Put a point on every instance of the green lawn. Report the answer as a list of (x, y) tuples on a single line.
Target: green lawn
---
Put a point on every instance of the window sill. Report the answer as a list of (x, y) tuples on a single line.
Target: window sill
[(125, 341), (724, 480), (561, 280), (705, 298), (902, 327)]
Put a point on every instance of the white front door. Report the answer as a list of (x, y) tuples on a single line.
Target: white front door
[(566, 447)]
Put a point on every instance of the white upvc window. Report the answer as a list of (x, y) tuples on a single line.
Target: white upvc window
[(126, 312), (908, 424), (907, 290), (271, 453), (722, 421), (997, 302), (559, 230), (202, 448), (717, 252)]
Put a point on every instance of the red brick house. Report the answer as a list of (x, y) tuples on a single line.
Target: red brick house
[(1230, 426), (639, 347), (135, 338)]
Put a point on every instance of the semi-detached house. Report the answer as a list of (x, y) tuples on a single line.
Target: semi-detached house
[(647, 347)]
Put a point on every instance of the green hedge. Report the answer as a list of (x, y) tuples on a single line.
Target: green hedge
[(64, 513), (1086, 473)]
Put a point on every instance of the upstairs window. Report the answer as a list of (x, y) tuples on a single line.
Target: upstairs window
==
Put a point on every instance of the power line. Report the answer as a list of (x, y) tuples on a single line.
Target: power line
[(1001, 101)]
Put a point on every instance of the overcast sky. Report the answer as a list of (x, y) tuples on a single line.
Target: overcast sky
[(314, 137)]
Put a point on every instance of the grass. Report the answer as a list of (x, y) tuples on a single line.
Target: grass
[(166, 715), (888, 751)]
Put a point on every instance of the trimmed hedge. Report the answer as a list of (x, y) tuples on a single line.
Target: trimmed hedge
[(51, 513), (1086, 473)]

STATED EXERCISE:
Extract each line from the rows above that contains the word "white".

OUTPUT FOR THIS EXERCISE:
Put a point on every instance of the white front door. Report the answer as a list of (x, y) tuples on a single line.
Target: white front door
Put a point on every instance of the white upvc window. Report the answer as a list of (x, y) tuples on a single line.
Target: white upvc window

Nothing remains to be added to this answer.